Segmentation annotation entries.
· · · · ·

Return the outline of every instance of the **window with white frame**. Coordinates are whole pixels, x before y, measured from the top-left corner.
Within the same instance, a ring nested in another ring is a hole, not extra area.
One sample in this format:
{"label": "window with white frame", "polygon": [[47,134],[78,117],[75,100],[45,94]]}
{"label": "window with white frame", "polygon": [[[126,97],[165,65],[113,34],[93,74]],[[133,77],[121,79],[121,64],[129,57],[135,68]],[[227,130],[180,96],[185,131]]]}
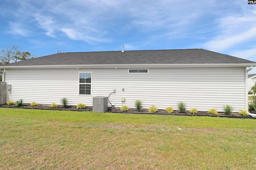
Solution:
{"label": "window with white frame", "polygon": [[91,94],[92,73],[79,73],[79,94]]}

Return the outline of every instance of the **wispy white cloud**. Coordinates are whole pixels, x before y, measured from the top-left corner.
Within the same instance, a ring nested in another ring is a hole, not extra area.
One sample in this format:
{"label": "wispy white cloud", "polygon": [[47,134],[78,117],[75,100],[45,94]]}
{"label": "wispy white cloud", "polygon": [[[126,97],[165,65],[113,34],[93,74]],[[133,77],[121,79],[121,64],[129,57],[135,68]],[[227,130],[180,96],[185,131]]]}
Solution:
{"label": "wispy white cloud", "polygon": [[204,46],[210,50],[221,51],[249,39],[256,38],[256,27],[238,35],[219,35],[214,40],[205,43]]}
{"label": "wispy white cloud", "polygon": [[256,38],[256,10],[239,15],[225,15],[216,20],[216,35],[202,44],[210,50],[221,52]]}
{"label": "wispy white cloud", "polygon": [[234,51],[230,55],[256,62],[256,46],[249,49]]}
{"label": "wispy white cloud", "polygon": [[53,38],[56,37],[54,32],[57,25],[52,17],[37,13],[34,15],[34,18],[37,21],[38,26],[46,31],[47,35]]}
{"label": "wispy white cloud", "polygon": [[23,28],[23,26],[21,23],[9,22],[9,24],[10,29],[7,32],[9,33],[18,34],[24,37],[28,36],[28,31]]}

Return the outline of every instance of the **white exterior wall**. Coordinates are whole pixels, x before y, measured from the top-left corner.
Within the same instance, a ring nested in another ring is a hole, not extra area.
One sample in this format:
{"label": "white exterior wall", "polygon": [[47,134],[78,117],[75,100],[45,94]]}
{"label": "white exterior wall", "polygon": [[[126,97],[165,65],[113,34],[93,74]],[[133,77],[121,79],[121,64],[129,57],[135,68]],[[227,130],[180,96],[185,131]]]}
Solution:
{"label": "white exterior wall", "polygon": [[[78,94],[79,72],[84,72],[92,73],[91,95]],[[7,101],[61,104],[66,97],[70,105],[92,106],[93,96],[108,96],[116,89],[109,100],[117,107],[124,97],[123,105],[130,108],[139,100],[146,109],[154,104],[176,109],[177,103],[183,102],[188,109],[222,111],[223,105],[230,105],[238,111],[245,109],[244,75],[244,67],[150,68],[148,73],[129,73],[128,68],[7,69],[5,81],[12,85]]]}

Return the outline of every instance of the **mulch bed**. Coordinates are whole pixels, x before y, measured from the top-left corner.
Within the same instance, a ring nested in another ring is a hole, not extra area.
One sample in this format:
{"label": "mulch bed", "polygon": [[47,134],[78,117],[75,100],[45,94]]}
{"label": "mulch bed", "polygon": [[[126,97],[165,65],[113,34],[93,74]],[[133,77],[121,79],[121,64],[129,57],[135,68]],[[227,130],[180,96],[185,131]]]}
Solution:
{"label": "mulch bed", "polygon": [[[76,106],[69,106],[67,108],[64,108],[61,106],[58,106],[57,107],[51,107],[49,105],[44,105],[39,104],[36,106],[31,106],[30,105],[26,105],[21,107],[16,106],[15,105],[8,106],[7,104],[3,104],[0,105],[1,107],[8,107],[8,108],[22,108],[28,109],[41,109],[45,110],[68,110],[72,111],[92,111],[92,107],[87,107],[84,109],[78,109],[76,108]],[[130,109],[128,111],[122,111],[119,108],[113,108],[110,110],[108,110],[107,112],[112,113],[130,113],[130,114],[158,114],[158,115],[188,115],[188,116],[207,116],[211,117],[235,117],[240,118],[252,118],[250,116],[246,117],[243,117],[239,115],[237,113],[234,113],[231,115],[227,115],[222,112],[218,112],[218,115],[211,115],[208,113],[206,111],[198,111],[198,113],[196,115],[193,115],[190,113],[188,112],[186,113],[180,113],[176,111],[174,111],[173,113],[169,113],[164,110],[158,110],[156,113],[149,113],[147,109],[144,109],[142,111],[137,111],[135,109]],[[250,111],[250,113],[252,113],[256,114],[256,111]],[[255,118],[254,118],[255,119]]]}

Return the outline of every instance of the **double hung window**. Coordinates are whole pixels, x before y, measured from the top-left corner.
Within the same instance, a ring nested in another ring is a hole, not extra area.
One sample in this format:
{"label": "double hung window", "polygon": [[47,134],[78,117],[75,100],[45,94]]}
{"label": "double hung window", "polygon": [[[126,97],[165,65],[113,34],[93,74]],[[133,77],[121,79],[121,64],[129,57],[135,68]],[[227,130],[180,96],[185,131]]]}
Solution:
{"label": "double hung window", "polygon": [[79,94],[91,94],[92,73],[79,73]]}

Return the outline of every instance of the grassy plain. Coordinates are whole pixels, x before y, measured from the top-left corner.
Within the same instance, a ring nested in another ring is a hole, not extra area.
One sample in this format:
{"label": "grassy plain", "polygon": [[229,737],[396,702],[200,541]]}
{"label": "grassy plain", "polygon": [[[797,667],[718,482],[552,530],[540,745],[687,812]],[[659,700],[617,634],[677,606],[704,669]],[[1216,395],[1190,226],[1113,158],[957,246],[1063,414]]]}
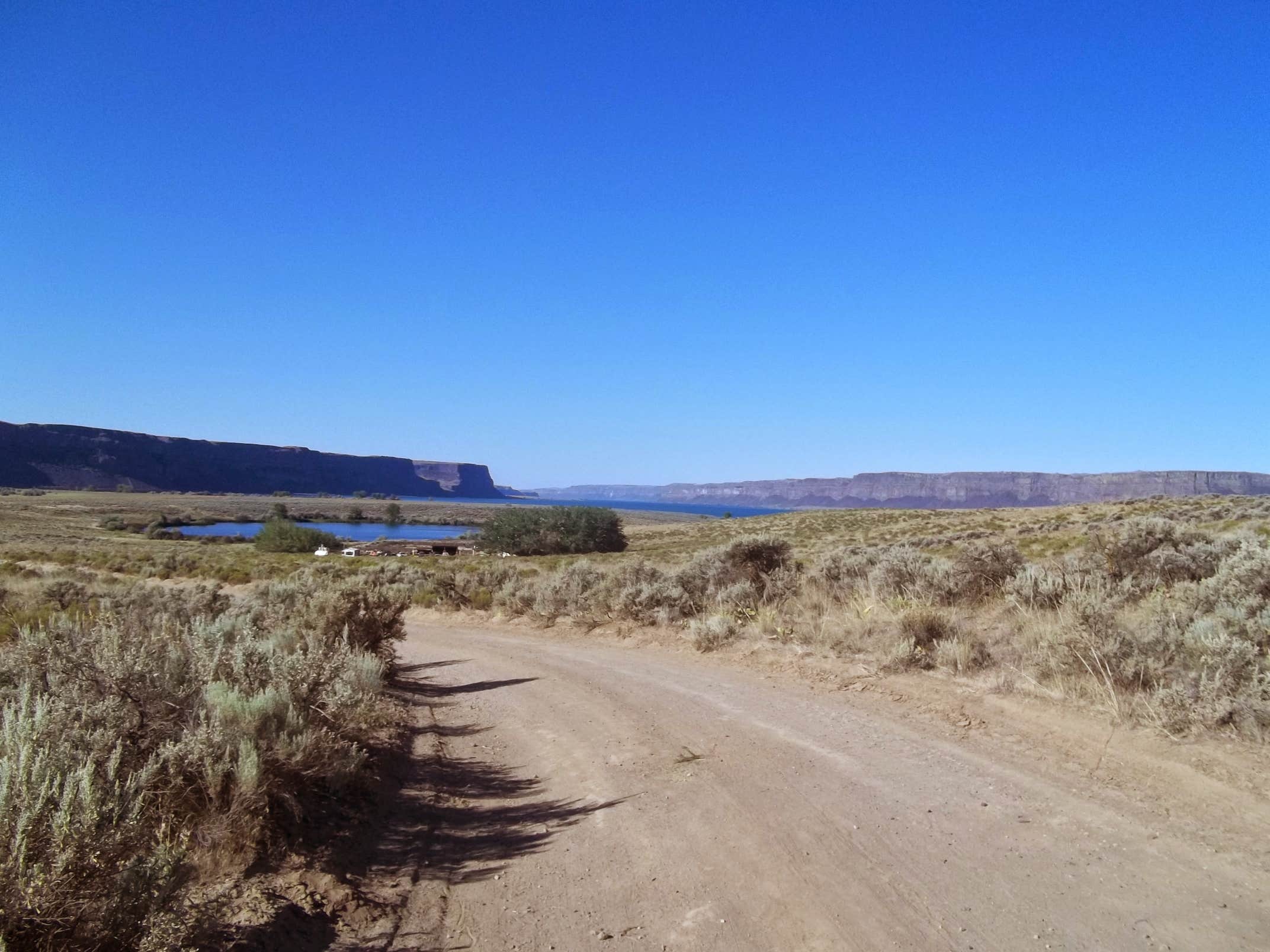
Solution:
{"label": "grassy plain", "polygon": [[[0,496],[0,559],[140,578],[283,579],[307,555],[100,528],[329,518],[387,500],[51,493]],[[401,503],[413,520],[491,506]],[[495,504],[497,505],[497,504]],[[625,552],[410,559],[417,605],[679,631],[698,650],[813,652],[1044,694],[1173,735],[1270,730],[1270,499],[1152,498],[1031,509],[805,510],[747,519],[621,513]],[[373,559],[328,560],[331,579]]]}

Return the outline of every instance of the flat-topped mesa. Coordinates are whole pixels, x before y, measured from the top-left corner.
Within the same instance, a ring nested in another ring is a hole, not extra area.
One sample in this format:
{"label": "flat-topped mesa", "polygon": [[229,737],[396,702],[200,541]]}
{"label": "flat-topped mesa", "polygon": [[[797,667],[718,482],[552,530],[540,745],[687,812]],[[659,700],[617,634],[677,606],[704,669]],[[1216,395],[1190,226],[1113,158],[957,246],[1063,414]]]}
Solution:
{"label": "flat-topped mesa", "polygon": [[415,476],[441,485],[456,496],[488,499],[500,496],[489,467],[479,463],[441,463],[431,459],[413,459]]}
{"label": "flat-topped mesa", "polygon": [[975,509],[1102,503],[1143,496],[1267,495],[1270,475],[1206,470],[1139,472],[862,472],[859,476],[665,486],[589,485],[540,489],[544,499],[798,506]]}
{"label": "flat-topped mesa", "polygon": [[0,423],[0,486],[168,490],[175,493],[386,493],[499,498],[489,471],[453,467],[456,493],[394,456],[323,453],[305,447],[220,443],[62,424]]}

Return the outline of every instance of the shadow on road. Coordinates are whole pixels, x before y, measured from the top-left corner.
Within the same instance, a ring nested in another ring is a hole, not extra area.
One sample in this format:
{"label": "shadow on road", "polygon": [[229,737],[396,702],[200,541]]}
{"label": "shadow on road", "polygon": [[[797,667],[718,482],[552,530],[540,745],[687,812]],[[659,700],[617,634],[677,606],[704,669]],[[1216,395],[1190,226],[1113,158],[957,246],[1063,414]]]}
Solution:
{"label": "shadow on road", "polygon": [[[429,677],[462,663],[400,666],[391,693],[405,708],[405,725],[395,744],[376,751],[375,783],[301,797],[305,815],[288,831],[295,856],[304,858],[306,868],[353,885],[384,913],[400,909],[414,883],[488,878],[519,856],[547,849],[560,830],[625,800],[549,797],[544,782],[525,776],[522,768],[452,755],[447,741],[481,734],[489,725],[438,724],[436,711],[453,707],[465,694],[536,680],[438,684]],[[281,867],[277,861],[263,861],[253,872],[268,885]],[[354,935],[337,939],[331,915],[278,899],[272,920],[221,930],[217,947],[235,952],[384,948],[380,939],[366,944]]]}

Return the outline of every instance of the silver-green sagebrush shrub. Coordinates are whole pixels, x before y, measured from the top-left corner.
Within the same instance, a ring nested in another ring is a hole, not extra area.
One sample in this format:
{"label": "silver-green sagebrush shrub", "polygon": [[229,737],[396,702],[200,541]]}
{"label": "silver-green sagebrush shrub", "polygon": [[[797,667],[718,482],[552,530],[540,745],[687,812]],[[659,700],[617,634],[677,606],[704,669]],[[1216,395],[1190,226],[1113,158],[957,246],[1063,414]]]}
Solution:
{"label": "silver-green sagebrush shrub", "polygon": [[[278,810],[300,809],[298,791],[334,791],[362,764],[385,661],[344,631],[367,609],[337,599],[339,633],[320,623],[329,605],[190,621],[207,595],[152,616],[133,611],[149,593],[117,598],[0,649],[9,948],[137,948],[173,922],[189,842],[231,831],[250,854]],[[394,630],[387,616],[376,631]]]}
{"label": "silver-green sagebrush shrub", "polygon": [[739,627],[734,618],[726,614],[707,614],[693,618],[688,625],[688,636],[697,651],[718,651],[724,645],[735,641]]}

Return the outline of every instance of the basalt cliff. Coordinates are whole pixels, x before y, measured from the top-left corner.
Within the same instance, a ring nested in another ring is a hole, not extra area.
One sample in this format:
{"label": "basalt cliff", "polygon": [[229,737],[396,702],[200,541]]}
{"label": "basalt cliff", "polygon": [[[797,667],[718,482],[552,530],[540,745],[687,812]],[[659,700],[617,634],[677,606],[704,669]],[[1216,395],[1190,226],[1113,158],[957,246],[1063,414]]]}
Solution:
{"label": "basalt cliff", "polygon": [[859,476],[748,482],[672,482],[667,486],[540,489],[544,499],[698,503],[710,505],[895,509],[1102,503],[1143,496],[1270,494],[1270,475],[1205,470],[1143,472],[862,472]]}
{"label": "basalt cliff", "polygon": [[60,424],[0,423],[0,486],[179,493],[387,493],[498,499],[476,463],[321,453]]}

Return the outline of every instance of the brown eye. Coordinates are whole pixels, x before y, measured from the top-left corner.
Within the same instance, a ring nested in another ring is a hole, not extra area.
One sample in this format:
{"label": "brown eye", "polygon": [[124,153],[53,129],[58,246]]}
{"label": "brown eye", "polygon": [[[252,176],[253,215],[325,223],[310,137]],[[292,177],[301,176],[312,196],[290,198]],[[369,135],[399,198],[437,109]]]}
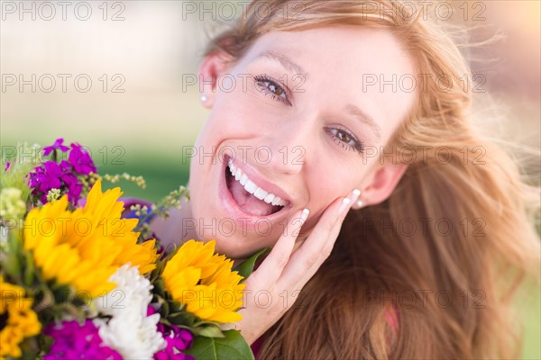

· · · · ·

Given problem. Count the lines of the entries above that contain the string "double", treating case as significant. Give only the number.

Worked solution. 4